'''
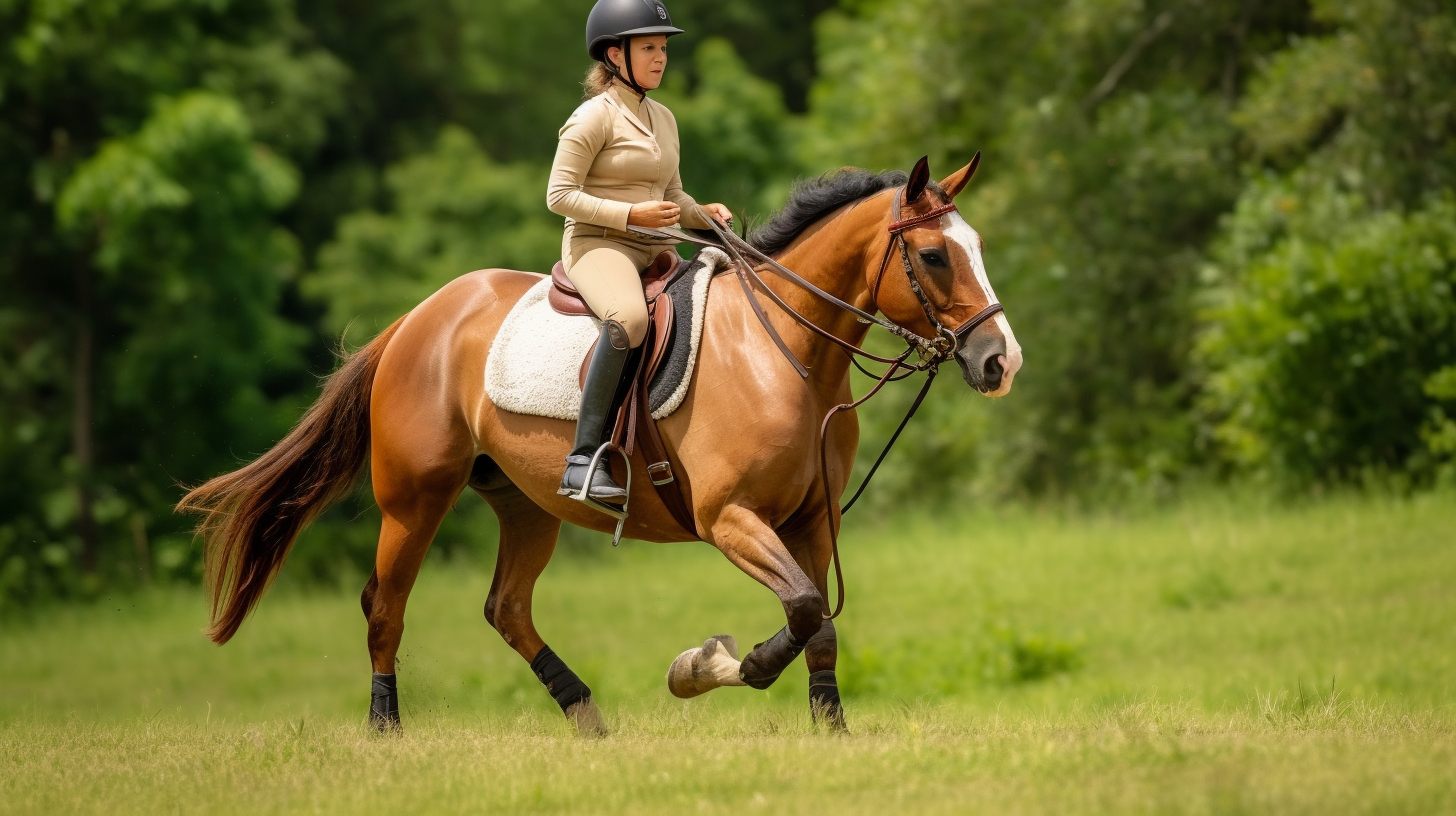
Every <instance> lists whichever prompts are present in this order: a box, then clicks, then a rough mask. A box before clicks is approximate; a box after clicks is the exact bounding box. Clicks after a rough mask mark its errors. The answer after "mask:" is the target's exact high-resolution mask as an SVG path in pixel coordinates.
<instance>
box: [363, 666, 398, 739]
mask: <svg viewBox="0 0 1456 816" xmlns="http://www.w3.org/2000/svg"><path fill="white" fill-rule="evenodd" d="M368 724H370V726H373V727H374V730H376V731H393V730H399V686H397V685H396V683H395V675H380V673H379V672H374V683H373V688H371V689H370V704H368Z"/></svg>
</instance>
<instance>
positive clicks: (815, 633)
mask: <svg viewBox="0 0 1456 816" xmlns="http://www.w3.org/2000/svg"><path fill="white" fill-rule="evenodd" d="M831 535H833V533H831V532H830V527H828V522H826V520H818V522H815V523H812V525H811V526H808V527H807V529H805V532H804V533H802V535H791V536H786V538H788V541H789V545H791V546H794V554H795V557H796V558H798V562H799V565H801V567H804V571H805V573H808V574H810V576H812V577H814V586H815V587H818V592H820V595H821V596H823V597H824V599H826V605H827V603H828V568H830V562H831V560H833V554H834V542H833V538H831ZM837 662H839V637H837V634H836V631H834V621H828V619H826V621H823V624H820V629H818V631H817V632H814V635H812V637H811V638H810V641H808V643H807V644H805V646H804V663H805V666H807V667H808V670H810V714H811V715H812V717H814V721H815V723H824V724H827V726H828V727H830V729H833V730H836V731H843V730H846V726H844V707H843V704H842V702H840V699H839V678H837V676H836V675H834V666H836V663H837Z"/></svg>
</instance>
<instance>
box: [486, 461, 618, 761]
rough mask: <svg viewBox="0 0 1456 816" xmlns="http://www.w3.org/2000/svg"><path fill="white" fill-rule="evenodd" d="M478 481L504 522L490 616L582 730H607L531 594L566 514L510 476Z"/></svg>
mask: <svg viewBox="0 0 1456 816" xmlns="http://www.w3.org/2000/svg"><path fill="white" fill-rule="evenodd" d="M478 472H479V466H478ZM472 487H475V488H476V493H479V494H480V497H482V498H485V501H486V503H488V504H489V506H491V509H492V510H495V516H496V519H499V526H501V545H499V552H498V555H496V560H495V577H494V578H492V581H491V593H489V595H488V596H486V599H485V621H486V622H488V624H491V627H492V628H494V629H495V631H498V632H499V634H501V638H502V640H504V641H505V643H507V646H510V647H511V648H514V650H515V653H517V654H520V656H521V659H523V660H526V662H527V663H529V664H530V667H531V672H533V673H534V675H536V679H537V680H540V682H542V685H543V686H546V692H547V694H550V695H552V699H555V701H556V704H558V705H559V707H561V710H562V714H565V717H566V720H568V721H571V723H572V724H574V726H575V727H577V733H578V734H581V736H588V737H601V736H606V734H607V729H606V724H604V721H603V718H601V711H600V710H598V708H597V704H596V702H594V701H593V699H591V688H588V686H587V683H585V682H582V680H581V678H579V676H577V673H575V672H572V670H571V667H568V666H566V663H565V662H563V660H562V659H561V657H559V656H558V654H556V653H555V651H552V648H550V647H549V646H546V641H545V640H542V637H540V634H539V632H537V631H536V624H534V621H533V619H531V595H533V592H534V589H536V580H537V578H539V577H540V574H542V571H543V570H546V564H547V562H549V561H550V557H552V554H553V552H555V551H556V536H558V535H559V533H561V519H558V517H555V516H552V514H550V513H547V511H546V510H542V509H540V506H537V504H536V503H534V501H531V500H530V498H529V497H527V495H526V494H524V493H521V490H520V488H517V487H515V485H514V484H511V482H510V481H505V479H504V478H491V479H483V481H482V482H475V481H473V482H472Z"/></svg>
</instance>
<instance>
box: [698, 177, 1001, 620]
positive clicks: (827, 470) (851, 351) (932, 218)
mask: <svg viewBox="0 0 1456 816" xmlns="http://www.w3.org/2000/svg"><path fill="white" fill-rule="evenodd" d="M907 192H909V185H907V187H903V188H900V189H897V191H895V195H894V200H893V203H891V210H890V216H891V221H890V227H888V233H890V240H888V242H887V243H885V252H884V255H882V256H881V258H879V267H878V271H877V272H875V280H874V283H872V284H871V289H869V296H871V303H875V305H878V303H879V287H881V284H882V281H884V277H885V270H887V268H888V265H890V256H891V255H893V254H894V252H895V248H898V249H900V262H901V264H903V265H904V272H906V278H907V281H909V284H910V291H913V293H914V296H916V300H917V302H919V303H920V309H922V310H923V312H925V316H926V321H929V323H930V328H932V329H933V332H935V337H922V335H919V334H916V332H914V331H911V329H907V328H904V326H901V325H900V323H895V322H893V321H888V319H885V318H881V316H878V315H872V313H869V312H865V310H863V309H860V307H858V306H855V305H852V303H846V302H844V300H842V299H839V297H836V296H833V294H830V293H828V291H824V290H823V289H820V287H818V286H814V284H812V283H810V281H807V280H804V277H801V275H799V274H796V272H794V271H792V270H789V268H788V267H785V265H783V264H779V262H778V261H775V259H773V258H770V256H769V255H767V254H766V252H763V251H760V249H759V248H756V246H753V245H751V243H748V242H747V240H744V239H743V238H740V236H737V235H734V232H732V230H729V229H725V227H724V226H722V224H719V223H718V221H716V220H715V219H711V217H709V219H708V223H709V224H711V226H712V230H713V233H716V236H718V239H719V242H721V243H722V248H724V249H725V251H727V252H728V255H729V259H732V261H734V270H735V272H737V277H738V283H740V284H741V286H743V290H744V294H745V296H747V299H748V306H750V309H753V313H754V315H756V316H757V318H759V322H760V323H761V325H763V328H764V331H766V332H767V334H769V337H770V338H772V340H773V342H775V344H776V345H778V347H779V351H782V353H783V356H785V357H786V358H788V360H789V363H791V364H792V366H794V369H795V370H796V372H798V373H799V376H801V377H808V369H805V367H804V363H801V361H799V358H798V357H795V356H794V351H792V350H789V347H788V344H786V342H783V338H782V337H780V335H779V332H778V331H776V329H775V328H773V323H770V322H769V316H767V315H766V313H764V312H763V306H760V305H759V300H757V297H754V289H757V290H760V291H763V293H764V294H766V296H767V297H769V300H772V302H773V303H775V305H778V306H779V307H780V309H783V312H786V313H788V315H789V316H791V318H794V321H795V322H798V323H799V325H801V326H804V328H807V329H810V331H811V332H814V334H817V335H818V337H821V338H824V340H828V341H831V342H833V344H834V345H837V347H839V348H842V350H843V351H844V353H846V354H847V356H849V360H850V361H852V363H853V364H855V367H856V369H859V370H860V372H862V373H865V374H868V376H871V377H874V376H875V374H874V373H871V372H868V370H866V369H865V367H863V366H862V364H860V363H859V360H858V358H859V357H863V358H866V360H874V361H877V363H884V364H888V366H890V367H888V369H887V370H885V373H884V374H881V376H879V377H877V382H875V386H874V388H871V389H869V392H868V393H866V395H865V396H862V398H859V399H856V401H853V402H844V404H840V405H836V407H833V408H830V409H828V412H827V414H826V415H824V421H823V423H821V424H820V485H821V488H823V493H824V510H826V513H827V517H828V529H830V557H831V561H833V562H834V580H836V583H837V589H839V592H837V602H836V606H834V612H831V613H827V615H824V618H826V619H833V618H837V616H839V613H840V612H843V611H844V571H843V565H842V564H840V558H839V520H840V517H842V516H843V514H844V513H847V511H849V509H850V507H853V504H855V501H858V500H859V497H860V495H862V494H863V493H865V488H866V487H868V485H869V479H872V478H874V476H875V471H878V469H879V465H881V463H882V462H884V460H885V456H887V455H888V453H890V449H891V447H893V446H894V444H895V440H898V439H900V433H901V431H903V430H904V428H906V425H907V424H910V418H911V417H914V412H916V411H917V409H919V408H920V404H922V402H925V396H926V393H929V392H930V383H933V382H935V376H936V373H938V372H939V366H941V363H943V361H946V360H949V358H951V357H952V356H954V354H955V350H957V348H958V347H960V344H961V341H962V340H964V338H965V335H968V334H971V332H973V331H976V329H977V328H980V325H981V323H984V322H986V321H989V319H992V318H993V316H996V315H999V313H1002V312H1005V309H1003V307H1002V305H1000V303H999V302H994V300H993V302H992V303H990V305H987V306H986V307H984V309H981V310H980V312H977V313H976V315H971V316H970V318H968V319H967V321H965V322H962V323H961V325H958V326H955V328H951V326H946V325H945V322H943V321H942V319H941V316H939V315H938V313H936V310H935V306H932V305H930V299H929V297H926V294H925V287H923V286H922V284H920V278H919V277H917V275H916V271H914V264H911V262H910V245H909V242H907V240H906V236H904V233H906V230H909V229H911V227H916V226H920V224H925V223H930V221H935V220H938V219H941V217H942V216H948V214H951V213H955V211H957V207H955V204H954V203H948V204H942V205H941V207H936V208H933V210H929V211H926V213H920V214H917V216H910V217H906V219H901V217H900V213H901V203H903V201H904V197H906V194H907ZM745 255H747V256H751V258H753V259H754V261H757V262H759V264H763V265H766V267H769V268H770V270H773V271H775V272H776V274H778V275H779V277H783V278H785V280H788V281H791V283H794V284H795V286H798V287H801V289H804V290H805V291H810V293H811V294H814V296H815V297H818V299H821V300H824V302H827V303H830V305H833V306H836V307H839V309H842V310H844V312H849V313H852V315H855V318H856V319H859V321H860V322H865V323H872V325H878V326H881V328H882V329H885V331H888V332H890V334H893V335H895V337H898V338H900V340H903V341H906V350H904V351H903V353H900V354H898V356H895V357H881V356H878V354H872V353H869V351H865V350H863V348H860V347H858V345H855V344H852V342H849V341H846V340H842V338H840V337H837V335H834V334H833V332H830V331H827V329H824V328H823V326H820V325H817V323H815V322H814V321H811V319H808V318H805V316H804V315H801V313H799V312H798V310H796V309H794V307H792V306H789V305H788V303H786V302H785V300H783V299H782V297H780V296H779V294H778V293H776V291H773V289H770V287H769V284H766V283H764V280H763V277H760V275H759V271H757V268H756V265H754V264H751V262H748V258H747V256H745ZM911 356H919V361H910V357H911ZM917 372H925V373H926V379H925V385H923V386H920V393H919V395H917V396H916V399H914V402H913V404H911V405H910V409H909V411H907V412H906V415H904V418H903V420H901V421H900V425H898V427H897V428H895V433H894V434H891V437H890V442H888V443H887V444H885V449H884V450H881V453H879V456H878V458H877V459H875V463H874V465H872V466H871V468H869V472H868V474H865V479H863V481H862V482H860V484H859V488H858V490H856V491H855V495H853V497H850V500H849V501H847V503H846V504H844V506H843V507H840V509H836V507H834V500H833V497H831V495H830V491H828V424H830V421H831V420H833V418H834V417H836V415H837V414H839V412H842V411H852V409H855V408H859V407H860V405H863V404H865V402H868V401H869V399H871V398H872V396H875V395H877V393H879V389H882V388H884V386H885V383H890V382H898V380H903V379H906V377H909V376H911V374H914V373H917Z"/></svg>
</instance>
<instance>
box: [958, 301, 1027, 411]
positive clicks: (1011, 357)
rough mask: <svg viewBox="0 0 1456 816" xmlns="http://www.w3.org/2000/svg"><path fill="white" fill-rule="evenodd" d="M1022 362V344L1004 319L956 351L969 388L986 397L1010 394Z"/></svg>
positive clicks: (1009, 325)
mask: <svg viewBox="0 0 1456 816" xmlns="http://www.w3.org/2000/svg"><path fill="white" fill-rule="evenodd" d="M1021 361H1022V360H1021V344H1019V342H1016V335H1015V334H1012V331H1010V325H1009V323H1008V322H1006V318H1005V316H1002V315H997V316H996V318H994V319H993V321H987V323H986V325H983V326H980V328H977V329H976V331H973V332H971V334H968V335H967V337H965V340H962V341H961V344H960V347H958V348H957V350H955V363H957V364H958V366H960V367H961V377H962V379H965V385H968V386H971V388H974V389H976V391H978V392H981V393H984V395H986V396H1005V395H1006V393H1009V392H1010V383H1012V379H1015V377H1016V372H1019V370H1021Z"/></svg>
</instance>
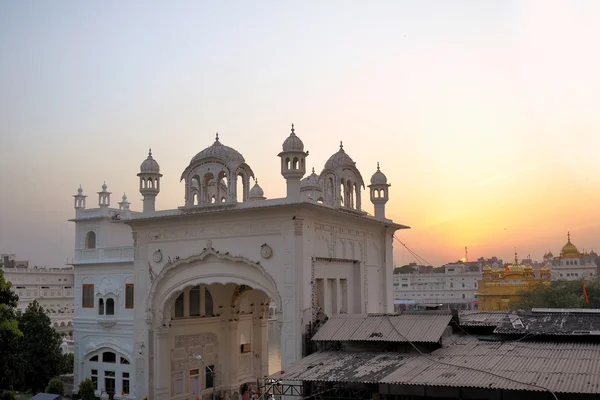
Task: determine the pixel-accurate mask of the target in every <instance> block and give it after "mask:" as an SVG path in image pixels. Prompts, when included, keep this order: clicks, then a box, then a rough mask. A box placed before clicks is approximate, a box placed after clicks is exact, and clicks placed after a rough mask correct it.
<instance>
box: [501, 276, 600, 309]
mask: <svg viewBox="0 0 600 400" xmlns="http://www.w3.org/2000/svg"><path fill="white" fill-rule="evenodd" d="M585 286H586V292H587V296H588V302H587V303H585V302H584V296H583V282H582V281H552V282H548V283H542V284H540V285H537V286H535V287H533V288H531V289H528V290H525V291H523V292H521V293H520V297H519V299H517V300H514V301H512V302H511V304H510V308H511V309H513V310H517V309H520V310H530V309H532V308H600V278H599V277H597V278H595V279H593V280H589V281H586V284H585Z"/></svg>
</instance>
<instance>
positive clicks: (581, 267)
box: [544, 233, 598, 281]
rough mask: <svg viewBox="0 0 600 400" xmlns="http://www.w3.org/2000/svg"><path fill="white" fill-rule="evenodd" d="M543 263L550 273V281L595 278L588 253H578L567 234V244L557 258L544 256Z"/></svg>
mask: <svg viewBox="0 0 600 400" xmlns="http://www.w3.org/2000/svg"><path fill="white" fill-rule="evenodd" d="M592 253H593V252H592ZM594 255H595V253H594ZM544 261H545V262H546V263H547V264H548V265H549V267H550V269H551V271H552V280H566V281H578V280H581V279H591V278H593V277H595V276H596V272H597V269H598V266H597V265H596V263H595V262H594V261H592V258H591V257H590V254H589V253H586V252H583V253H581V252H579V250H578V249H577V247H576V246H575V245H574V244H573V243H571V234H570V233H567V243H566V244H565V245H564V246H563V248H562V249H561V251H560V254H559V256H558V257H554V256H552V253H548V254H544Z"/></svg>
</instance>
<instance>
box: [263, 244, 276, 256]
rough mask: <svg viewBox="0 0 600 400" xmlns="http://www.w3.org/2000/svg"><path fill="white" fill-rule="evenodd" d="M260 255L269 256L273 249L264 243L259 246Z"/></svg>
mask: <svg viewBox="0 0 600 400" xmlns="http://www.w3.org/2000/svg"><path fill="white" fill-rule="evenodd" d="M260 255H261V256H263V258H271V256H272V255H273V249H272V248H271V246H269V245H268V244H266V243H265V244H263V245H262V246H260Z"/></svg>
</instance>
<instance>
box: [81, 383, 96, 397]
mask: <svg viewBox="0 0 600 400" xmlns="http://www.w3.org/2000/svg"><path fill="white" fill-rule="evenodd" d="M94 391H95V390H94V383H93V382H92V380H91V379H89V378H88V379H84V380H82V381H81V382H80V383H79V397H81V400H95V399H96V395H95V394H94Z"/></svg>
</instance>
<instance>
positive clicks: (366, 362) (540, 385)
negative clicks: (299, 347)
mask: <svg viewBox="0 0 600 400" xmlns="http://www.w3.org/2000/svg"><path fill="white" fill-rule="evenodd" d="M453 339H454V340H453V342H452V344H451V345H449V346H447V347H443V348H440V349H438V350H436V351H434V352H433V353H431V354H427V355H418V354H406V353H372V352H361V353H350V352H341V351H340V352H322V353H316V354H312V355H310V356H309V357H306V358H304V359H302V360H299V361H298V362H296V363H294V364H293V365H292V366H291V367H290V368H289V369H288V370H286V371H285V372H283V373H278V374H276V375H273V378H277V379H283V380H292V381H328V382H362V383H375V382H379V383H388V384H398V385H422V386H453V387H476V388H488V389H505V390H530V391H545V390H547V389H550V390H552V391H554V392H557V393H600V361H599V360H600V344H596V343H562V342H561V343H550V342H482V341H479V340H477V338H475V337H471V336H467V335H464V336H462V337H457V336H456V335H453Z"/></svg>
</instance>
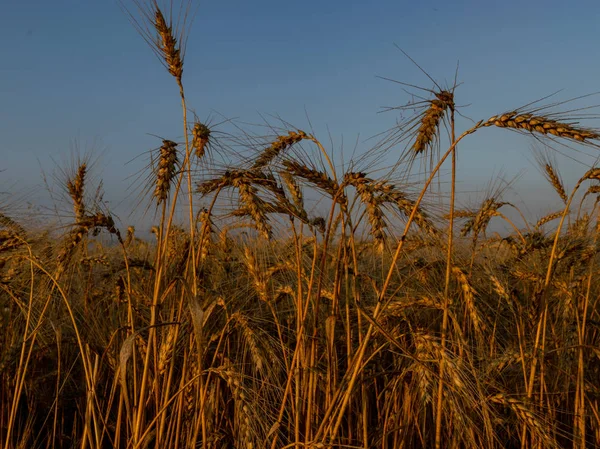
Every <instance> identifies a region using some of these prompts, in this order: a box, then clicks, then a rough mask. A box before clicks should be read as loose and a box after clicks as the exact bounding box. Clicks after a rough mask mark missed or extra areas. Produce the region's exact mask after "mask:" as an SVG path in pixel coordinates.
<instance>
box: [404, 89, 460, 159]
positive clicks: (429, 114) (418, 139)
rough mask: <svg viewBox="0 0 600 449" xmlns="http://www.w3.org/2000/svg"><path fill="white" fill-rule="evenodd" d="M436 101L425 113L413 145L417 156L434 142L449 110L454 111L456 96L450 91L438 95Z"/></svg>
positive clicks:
'''
▶ [WHAT YOU NEED TO DO]:
For the word "target", tally the lines of the listing that include it and give the number alone.

▶ [TASK RESPONSE]:
2